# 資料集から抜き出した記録
--

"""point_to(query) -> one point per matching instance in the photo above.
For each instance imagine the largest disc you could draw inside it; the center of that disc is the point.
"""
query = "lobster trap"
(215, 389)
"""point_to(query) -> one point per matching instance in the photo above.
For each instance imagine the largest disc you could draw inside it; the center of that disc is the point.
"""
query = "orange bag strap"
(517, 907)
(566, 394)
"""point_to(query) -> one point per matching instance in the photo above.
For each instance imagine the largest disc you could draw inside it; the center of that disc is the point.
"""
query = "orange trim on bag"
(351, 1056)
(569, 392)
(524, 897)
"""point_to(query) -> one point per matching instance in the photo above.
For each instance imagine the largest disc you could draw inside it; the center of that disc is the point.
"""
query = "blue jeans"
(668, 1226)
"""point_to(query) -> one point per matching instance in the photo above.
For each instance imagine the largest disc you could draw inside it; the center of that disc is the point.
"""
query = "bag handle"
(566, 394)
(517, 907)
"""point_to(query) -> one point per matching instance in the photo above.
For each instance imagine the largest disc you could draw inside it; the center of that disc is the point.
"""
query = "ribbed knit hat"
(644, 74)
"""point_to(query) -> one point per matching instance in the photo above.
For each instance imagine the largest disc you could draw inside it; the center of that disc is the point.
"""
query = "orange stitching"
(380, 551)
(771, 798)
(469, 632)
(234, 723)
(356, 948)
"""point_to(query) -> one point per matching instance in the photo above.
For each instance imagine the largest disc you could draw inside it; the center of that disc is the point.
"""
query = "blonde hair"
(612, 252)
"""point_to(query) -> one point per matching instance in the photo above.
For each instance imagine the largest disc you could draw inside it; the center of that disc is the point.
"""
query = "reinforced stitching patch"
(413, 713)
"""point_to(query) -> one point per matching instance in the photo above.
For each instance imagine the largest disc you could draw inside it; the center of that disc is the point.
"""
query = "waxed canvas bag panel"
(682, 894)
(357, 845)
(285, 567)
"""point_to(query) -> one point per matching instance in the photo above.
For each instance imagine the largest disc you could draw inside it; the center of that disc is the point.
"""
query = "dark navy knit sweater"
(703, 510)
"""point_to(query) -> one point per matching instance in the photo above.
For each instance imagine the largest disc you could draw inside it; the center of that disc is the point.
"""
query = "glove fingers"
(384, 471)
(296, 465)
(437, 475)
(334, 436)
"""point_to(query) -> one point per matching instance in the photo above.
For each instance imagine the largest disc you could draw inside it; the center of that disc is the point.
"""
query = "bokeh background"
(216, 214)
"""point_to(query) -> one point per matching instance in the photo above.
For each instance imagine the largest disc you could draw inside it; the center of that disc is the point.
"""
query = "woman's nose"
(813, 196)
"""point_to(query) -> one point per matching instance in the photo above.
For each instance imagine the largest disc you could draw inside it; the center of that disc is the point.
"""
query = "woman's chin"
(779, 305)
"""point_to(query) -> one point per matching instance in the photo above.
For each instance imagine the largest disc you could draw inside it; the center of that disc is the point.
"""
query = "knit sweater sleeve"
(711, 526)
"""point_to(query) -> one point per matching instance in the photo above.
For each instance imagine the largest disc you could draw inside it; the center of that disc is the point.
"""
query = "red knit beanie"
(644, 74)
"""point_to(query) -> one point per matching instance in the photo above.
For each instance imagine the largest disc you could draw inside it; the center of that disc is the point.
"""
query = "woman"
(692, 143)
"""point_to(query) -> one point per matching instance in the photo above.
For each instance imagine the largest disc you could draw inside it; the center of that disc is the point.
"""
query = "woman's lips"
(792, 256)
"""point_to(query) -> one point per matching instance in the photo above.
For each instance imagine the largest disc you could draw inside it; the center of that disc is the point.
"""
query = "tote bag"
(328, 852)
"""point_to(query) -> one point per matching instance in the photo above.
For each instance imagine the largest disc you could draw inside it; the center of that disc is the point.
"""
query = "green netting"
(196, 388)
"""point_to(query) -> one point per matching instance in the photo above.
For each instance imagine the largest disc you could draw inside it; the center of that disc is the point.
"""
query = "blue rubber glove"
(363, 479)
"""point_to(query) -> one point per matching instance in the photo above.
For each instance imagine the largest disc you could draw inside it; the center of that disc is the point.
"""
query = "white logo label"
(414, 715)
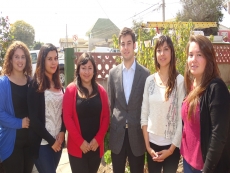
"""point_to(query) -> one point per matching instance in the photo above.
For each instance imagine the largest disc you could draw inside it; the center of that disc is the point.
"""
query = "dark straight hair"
(40, 77)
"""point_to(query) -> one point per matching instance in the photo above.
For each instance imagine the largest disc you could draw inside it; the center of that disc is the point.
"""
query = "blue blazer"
(8, 122)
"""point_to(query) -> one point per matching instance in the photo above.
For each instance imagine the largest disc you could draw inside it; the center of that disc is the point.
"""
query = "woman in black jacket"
(205, 112)
(45, 111)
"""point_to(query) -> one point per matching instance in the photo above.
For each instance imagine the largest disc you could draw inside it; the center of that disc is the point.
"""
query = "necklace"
(163, 82)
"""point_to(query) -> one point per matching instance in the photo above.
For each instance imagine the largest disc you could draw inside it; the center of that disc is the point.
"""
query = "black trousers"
(136, 163)
(20, 161)
(169, 165)
(89, 163)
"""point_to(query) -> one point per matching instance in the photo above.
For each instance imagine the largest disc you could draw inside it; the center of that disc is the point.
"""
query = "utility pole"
(163, 10)
(66, 37)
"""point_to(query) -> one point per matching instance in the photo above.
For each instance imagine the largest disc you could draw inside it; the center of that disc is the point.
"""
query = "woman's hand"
(93, 144)
(85, 147)
(60, 137)
(56, 146)
(162, 155)
(154, 154)
(25, 122)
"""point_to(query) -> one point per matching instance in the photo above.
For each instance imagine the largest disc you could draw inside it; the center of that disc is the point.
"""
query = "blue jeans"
(48, 159)
(188, 168)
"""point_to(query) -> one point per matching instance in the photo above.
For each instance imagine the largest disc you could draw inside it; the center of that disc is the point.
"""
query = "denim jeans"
(188, 168)
(48, 159)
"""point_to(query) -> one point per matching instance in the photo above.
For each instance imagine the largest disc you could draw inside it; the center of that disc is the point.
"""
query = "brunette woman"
(86, 116)
(205, 112)
(45, 97)
(160, 117)
(14, 122)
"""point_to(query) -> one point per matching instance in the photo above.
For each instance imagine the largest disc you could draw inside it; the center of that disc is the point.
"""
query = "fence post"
(69, 65)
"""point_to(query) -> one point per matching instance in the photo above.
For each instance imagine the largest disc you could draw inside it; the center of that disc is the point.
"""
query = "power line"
(102, 9)
(127, 19)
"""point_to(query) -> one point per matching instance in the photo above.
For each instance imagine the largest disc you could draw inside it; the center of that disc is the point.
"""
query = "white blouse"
(53, 112)
(163, 118)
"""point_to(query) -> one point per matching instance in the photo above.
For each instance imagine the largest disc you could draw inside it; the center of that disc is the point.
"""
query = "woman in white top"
(160, 117)
(45, 111)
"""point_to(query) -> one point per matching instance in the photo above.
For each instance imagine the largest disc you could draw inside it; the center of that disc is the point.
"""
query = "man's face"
(127, 47)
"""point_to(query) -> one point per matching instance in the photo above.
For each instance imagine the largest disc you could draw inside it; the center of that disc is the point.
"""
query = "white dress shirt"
(128, 76)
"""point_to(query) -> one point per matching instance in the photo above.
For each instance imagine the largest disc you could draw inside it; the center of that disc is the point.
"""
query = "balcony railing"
(106, 61)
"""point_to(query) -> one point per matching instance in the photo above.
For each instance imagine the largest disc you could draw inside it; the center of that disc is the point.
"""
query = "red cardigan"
(71, 121)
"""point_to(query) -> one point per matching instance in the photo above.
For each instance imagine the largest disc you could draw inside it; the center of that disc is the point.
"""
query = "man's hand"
(85, 147)
(60, 137)
(93, 144)
(162, 155)
(56, 146)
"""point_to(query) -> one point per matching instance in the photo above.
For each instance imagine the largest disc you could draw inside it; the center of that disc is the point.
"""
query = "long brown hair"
(8, 67)
(211, 71)
(82, 60)
(172, 73)
(40, 77)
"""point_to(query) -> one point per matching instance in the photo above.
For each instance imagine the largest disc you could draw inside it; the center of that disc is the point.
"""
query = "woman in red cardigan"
(86, 116)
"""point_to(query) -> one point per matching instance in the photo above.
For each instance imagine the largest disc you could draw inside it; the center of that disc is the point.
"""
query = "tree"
(202, 11)
(5, 37)
(24, 32)
(146, 34)
(37, 45)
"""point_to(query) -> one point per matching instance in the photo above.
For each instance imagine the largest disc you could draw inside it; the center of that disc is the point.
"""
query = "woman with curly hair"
(160, 116)
(86, 116)
(45, 111)
(14, 122)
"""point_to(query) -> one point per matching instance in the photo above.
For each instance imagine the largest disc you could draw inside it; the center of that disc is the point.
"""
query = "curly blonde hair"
(7, 65)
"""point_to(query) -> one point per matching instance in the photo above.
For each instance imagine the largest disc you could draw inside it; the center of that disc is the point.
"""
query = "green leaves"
(179, 34)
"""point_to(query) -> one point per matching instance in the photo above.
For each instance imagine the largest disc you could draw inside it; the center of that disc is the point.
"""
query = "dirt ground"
(108, 168)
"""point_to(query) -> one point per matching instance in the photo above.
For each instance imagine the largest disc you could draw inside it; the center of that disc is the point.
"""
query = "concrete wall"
(224, 71)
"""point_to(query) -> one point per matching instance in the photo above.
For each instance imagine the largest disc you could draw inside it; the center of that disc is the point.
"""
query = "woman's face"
(86, 72)
(18, 60)
(163, 55)
(51, 63)
(196, 61)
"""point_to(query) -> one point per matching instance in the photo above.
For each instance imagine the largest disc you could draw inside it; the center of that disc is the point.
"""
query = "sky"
(54, 19)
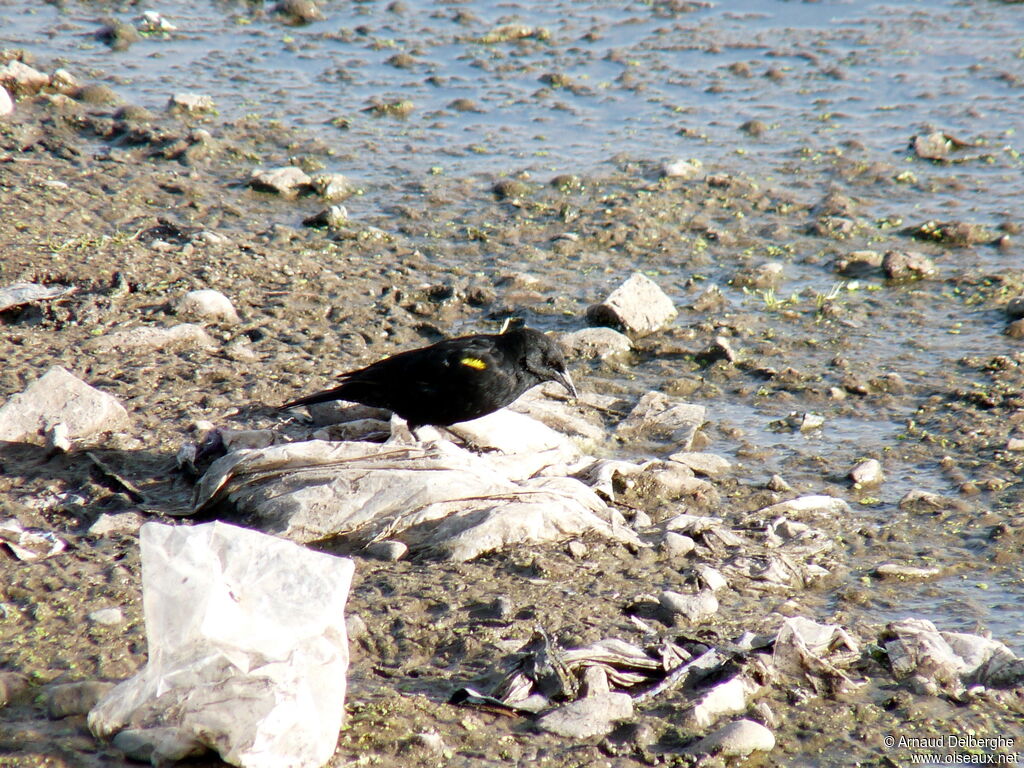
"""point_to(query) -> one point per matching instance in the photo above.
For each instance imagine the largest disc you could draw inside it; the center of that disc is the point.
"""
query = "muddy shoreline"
(116, 201)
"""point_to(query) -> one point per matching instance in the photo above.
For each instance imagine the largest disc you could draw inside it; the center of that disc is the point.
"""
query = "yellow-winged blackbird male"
(453, 380)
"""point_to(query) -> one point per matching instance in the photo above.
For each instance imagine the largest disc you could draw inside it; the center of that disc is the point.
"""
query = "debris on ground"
(248, 650)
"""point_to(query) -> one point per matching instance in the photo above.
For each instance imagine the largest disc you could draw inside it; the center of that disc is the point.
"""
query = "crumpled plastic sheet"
(951, 659)
(436, 498)
(248, 651)
(817, 653)
(542, 672)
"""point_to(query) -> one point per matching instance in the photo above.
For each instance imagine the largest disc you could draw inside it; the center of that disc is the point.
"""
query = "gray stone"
(695, 608)
(157, 745)
(136, 339)
(866, 473)
(386, 550)
(59, 397)
(288, 181)
(658, 417)
(1015, 307)
(677, 545)
(208, 304)
(74, 698)
(638, 306)
(594, 716)
(12, 685)
(108, 616)
(738, 738)
(906, 572)
(595, 342)
(710, 465)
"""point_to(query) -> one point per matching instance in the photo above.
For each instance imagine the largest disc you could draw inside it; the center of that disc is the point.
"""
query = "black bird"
(454, 380)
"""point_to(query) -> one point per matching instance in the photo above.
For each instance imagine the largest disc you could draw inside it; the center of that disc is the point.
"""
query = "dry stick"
(705, 663)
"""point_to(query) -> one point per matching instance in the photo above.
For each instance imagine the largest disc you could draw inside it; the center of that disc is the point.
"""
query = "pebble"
(332, 186)
(287, 181)
(695, 608)
(905, 572)
(594, 342)
(866, 473)
(122, 522)
(738, 738)
(638, 305)
(190, 102)
(388, 550)
(59, 397)
(682, 169)
(19, 79)
(332, 216)
(658, 417)
(108, 616)
(709, 465)
(209, 304)
(725, 698)
(907, 265)
(12, 685)
(677, 545)
(585, 718)
(74, 698)
(1015, 307)
(577, 549)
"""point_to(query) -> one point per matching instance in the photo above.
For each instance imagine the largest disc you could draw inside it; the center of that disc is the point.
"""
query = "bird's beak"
(562, 378)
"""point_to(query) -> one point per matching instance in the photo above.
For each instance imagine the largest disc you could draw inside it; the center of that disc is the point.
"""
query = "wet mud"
(775, 257)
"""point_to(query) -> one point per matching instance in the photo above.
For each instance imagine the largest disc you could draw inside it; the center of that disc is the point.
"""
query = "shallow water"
(832, 81)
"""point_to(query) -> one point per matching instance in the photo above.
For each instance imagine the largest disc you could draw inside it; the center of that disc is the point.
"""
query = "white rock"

--

# 指示
上の資料で「white」という語を含む行をすべて特定し、それらを書き写してください。

# 実行結果
query = "white logo label"
query = "white blouse"
query = "woman in white top"
query = "white dress shirt"
query = "white rock"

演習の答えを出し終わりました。